Por
meio do uso social da matemática, acreditamos que possamos encorajar as
crianças a explorar ideias matemáticas que envolvam noções de número,
geometria, estatística e medidas.
Nosso
papel é favorecer que as crianças se relacionem com a matemática de maneira
curiosa, percebendo-a no contexto real e descobrindo que os conceitos
matemáticos que constrói decorrem da atividade humana no próprio cotidiano.
Assim,
como ocorre na linguagem oral, as crianças, desde cedo, inseridas no contexto
social, criam hipóteses e elaboram conhecimentos acerca dos sistemas de
representação da área matemática. Cabe à escola oportunizar situações de
aprendizagem que ampliem esses conhecimentos e que favoreçam novos
conhecimentos.
A
área de conhecimento matemático no Referencial Curricular Nacional para a
Educação Infantil – RCNEI – está dividida em três grandes blocos de conteúdos –
Número e Sistema de Numeração, Espaço e Forma, Grandezas e Medidas. Nesta aula,
discutiremos sobre número e sistema de numeração.
Para
começar, a primeira pergunta que surge é: como a criança constrói o conceito de
número?
A
criança constrói o conceito de número e outras noções matemáticas a partir de
sua interação com o meio e das experiências vividas.
Conservar o número
Muitas crianças de
4 anos podem enfileirar tantos pedaços de isopor/cartolina quantos os que a
professora colocou em uma fileira. Contudo, quando seu conjunto está espalhado
como se vê no Figura 01, muitas delas acreditam que então elas têm
mais do que a professora.
Materiais: 20 fichas vermelhas e 20 fichas
azuis
A
professora dispõe uma fileira de aproximadamente 8 fichas azuis e pede à
criança para colocar o mesmo número de suas fichas vermelhas dizendo: “Coloque
tantas fichas vermelhas quanto eu coloquei de azuis... (exatamente o mesmo
número, tantas quantas, nem mais, nem menos).
Conexidade
Embora a estrutura
mental de número esteja bastante bem formada (após experimentos com os Quadros
1 e 2) em torno dos 5 para os 6 anos, possibilitando à maioria das crianças a
conservação do número elementar, ela não está suficientemente estruturada antes
dos 7 anos e meio de idade para permitir que a criança entenda que todos os
números consecutivos estão conectados pela operação de “+ 1”.
Apresentamos
9 cubos a uma criança, como se vê no lado A do Quadro 3 (a). Colocamos outros
30 blocos distribuídos sobre uma régua, em fila, e deixamos cair um de cada vez
para começar o arranjo linear marcado como B.

● DADOS APRESENTADOS:
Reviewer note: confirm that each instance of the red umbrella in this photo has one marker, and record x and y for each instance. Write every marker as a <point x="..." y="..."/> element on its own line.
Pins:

● ENUNCIADO 1: Reescreva de forma mais breve o parágrafo do trecho que começa com "Assim, como ocorre na linguagem oral", mantendo os fatos principais.
● ENUNCIADO 2: Reproduza fielmente a parte do trecho que vai de "Conservar o número" até "mais, nem menos).", incluindo essas palavras.

● RESPOSTA CORRETA 1: Como na linguagem oral, as crianças, inseridas desde cedo no contexto social, criam hipóteses e elaboram conhecimentos sobre os sistemas de representação matemática. Cabe à escola oferecer situações de aprendizagem que ampliem esses conhecimentos e favoreçam novos.

● RESPOSTA CORRETA 2:
Conservar o número
Muitas crianças de
4 anos podem enfileirar tantos pedaços de isopor/cartolina quantos os que a
professora colocou em uma fileira. Contudo, quando seu conjunto está espalhado
como se vê no Figura 01, muitas delas acreditam que então elas têm
mais do que a professora.
Materiais: 20 fichas vermelhas e 20 fichas
azuis
A
professora dispõe uma fileira de aproximadamente 8 fichas azuis e pede à
criança para colocar o mesmo número de suas fichas vermelhas dizendo: “Coloque
tantas fichas vermelhas quanto eu coloquei de azuis... (exatamente o mesmo
número, tantas quantas, nem mais, nem menos).